Es, pues, una invitación a la filosofía la noche. Aquel hombre abismal que se llamó Blas Pascal, escribía; «La ciencia es una ignorancia sabia, una ignorancia que se conoce». Para saber las ciencias hay que estudiar un poco; para saber la sabiduría, para saber que «nada se sabe» hay que estudiar mucho; estudiar mucho en los libros, en las cosas y en nosotros mismos. ¡Qué dificilísimo, Señor, percatarnos de nuestra ignorancia! Sin embargo, mirar a la noche infinita y densa, y ver esas polvaredas de mundos, más grandes cuando más lejanos; observar a la noche, silenciosa y tácita, alumbrada de misterios vírgenes que acusan, infalibles, la huella del Creador, traen ya el espíritu un fermento, una levadura de sabiduría. No será tan difícil conocer la verdad —otra vez, «la verdad es la humildad»— si aprendemos la lección primera en la cátedra generosa de la noche. Que nuestros primeros pedagogos, que los maestros que nos enseñen las primeras letras de la sabiduría, sean las estrellas y así no nos costará tanto trabajo aprender nuestra ignorancia.

= CONSIGNA A =
Traduzca al inglés la siguiente oración del texto sobre la noche y la filosofía: «Es, pues, una invitación a la filosofía la noche.»
= CONSIGNA B =
Redacte una continuación del texto sobre la noche como invitación a la filosofía a partir de su última oración.
Este material procede de una fuente distinta.

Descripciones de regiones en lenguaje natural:

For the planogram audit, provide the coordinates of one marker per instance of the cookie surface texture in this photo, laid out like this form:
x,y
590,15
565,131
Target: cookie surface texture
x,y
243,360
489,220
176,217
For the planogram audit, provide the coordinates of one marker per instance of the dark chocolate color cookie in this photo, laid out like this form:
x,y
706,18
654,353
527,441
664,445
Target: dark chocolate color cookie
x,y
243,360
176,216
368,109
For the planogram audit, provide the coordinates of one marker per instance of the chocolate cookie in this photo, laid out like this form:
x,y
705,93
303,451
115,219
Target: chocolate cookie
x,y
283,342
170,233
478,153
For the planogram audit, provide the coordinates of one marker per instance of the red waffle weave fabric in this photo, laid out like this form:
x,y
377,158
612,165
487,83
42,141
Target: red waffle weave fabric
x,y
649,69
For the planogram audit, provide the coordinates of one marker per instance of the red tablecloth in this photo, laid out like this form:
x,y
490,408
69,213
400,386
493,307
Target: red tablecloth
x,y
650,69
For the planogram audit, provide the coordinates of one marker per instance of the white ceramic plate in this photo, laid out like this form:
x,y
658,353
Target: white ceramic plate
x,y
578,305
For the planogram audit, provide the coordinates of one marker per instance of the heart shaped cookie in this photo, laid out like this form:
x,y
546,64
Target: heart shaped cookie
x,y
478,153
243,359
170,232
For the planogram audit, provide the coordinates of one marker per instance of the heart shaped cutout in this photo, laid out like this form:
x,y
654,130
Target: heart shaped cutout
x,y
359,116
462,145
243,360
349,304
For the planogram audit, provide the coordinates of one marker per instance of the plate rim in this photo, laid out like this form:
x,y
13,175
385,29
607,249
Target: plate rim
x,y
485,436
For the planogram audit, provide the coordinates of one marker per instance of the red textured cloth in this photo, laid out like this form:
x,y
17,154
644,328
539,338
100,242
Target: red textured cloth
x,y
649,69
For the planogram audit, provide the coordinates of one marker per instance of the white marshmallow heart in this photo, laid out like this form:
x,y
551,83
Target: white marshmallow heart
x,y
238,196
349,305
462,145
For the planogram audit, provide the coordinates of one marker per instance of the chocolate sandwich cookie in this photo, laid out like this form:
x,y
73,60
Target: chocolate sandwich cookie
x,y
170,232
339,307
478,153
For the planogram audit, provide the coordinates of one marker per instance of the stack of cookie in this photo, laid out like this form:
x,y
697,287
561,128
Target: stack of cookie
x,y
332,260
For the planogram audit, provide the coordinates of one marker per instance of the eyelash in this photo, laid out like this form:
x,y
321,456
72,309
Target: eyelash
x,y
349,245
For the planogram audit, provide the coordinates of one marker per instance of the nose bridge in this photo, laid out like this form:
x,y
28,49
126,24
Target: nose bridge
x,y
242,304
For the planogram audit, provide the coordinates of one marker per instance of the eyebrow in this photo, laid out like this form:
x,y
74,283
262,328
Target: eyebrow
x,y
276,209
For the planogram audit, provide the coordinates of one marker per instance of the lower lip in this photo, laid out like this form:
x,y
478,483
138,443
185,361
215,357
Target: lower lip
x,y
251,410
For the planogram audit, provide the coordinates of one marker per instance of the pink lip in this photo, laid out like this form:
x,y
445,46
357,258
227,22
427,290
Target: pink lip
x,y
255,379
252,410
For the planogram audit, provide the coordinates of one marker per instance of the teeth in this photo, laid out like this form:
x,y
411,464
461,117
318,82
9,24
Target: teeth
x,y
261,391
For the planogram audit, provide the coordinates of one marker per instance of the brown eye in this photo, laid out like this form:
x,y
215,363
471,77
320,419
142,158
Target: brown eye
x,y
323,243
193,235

= RESPUESTA A =
The night, then, is an invitation to philosophy.

= RESPUESTA B =
Pero se podrá decir: Triste fin el de la ciencia si su misión consiste en el conocimiento de la propia ignorancia. Y, entonces, si preferimos quedarnos con nuestro engaño, si optamos por ignorar nuestra ignorancia, bueno será no mirar la noche estrellada... y aguardar que llegue el plenilunio. Porque la luna llena, a! fin y al cabo, ¿qué representa en la noche sino una vanidad? El sol le presta su luz a la Luna y la Luna, que no ha aprendido todavía la verdad de su opacidad que es como si dijéramos la verdad de su ignorancia, intenta engañarnos con un esplendor que no le pertenece. Igual hacen todos los necios y todos los «filisteos» de la Tierra.
Es una noche maravillosa: maravillosa aunque falte la luna o, quizás, precisamente, porque falta la Luna.